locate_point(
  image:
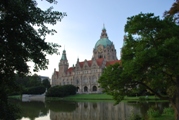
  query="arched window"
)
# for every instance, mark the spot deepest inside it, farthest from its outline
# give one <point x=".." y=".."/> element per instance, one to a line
<point x="94" y="88"/>
<point x="85" y="89"/>
<point x="77" y="89"/>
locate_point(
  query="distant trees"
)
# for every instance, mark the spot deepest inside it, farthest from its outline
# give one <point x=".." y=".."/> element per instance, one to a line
<point x="150" y="60"/>
<point x="61" y="91"/>
<point x="20" y="42"/>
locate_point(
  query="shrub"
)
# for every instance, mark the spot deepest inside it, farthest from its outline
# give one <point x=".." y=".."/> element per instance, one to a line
<point x="168" y="111"/>
<point x="152" y="113"/>
<point x="35" y="90"/>
<point x="61" y="91"/>
<point x="135" y="117"/>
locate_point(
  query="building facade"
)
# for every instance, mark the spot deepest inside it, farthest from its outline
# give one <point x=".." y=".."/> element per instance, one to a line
<point x="84" y="74"/>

◆ ◆ ◆

● **Ziel der Übung**: Wandle alle Zeilen der Datensätze oben in eine nummerierte Liste ohne Leerzeilen um. Bilder gehören nicht in die Antwort.

● **Lösung der Aufgabe**:
1. locate_point(
2.   image:
3.   query="arched window"
4. )
5. # for every instance, mark the spot deepest inside it, farthest from its outline
6. # give one <point x=".." y=".."/> element per instance, one to a line
7. <point x="94" y="88"/>
8. <point x="85" y="89"/>
9. <point x="77" y="89"/>
10. locate_point(
11.   query="distant trees"
12. )
13. # for every instance, mark the spot deepest inside it, farthest from its outline
14. # give one <point x=".." y=".."/> element per instance, one to a line
15. <point x="150" y="60"/>
16. <point x="61" y="91"/>
17. <point x="20" y="42"/>
18. locate_point(
19.   query="shrub"
20. )
21. # for every instance, mark the spot deepest inside it, farthest from its outline
22. # give one <point x=".." y=".."/> element per instance, one to a line
23. <point x="168" y="111"/>
24. <point x="152" y="113"/>
25. <point x="35" y="90"/>
26. <point x="61" y="91"/>
27. <point x="135" y="117"/>
28. locate_point(
29.   query="building facade"
30. )
31. # for every instance, mark the spot deepest inside it, farthest from its outline
32. # give one <point x=".." y=".."/> element per instance, one to a line
33. <point x="84" y="74"/>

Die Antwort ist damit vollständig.